__PASSAGE GIVEN__:

───

# INTENT CLASSIFICATION USING ROBERTA
### https://huggingface.co/transformers/model_doc/roberta.html
### by/ AHMED ESSAM Abd Elgwad
### [https://www.linkedin.com/in/ahmed-essam-045161204/](https://www.linkedin.com/in/ahmedessamabdelatif/)

## Importing the libraries

In [None]:
import json
import pandas as pd
import matplotlib.pyplot as plt
import seaborn as sns
from collections import Counter
from wordcloud import WordCloud
import re
from nltk.tokenize import word_tokenize
from nltk.corpus import stopwords
import nltk
import numpy as np
from sklearn.model_selection import train_test_split
from sklearn.metrics import accuracy_score, classification_report
from transformers.modeling_utils import PreTrainedModel
import torch
from torch.utils.data import Dataset

# Download NLTK resources (run once)
nltk.download('punkt')
nltk.download('stopwords')
stop_words = set(stopwords.words('english'))

from transformers import (
    RobertaTokenizer,
    AutoModelForSequenceClassification,
    Trainer,
    TrainingArguments,
    PreTrainedModel  
)



ModuleNotFoundError: No module named 'wordcloud'

## Reading the jason file (data)

In [None]:



# Step 1: Load and Preprocess JSON Data
def load_and_preprocess_data(json_file_path):
    with open(json_file_path, 'r') as file:
        data = json.load(file)
    
    rows = []
    for intent in data['intents']:
        texts = intent['text']  # List of text inputs
        for text in texts:
            rows.append({
                'Intent': intent['intent'],
                'Text': text
            })
    
    # Create DataFrame
    df = pd.DataFrame(rows)
    
    # Encode intents to numeric labels
    intent_labels = df['Intent'].unique()
    label2id = {label: idx for idx, label in enumerate(intent_labels)}
    id2label = {idx: label for label, idx in label2id.items()}
    df['Label'] = df['Intent'].map(label2id)
    
    return df, label2id, id2label


     Intent      Text
0  Greeting        Hi
1  Greeting        Hi
2  Greeting        Hi
3  Greeting  Hi there
4  Greeting  Hi there


In [None]:
# Load Data and Split into Train/Test
json_file_path = 'D:/archive/Intent.json'  
df, label2id, id2label = load_and_preprocess_data(json_file_path)

───

__PROVIDED MATERIAL__:
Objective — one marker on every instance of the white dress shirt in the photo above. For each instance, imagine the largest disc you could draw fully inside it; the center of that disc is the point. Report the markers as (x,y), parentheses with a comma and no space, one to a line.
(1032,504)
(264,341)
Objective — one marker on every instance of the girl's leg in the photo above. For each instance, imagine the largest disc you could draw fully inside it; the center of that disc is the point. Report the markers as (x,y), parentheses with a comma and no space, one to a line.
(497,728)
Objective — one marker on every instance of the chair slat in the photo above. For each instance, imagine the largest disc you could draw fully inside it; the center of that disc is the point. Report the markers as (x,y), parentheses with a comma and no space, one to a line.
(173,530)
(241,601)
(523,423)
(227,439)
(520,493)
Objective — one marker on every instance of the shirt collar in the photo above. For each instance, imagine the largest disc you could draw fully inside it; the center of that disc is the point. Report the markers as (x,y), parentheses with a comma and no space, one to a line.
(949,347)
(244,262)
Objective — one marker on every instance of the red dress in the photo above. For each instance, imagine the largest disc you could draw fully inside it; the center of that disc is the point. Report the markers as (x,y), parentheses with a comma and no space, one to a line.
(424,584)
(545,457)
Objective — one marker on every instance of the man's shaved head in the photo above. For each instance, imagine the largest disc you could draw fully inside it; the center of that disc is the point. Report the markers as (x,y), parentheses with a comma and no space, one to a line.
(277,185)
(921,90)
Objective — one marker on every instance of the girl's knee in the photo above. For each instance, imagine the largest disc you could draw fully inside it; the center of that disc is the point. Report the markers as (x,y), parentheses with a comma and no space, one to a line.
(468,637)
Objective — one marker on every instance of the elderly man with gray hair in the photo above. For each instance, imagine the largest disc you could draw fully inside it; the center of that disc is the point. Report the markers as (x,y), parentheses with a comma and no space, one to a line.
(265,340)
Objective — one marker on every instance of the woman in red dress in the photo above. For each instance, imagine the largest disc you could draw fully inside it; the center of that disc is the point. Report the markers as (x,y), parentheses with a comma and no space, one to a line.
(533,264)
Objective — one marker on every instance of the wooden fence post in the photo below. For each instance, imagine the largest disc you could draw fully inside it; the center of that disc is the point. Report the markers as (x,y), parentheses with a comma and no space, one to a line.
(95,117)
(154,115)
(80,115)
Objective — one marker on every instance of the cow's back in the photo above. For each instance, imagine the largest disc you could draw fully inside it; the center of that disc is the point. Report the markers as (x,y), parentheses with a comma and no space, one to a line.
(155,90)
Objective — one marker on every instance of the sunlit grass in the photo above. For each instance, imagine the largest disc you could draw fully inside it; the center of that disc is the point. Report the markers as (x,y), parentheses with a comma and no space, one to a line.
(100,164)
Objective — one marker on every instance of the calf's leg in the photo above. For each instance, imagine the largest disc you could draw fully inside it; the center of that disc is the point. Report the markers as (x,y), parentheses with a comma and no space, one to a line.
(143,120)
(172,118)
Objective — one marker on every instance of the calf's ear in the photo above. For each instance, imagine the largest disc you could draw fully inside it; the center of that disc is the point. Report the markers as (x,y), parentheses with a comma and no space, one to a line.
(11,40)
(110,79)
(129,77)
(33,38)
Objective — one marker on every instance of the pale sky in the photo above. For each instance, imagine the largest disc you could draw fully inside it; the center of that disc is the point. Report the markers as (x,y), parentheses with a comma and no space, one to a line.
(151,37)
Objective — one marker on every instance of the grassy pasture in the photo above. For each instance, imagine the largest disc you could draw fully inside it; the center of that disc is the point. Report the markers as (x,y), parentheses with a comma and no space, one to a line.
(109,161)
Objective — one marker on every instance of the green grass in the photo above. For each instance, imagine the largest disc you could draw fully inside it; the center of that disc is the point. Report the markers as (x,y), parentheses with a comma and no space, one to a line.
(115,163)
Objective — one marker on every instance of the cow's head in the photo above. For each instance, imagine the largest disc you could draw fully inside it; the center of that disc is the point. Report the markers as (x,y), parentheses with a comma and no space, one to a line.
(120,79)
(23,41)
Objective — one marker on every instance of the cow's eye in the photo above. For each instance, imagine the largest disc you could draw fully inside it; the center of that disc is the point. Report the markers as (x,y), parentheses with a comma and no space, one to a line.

───

Reproduce the part of the RoBERTa intent classification walkthrough above, starting with "## Reading the" and going on through "data = json.load(file)".

## Reading the jason file (data)

In [None]:



# Step 1: Load and Preprocess JSON Data
def load_and_preprocess_data(json_file_path):
    with open(json_file_path, 'r') as file:
        data = json.load(file)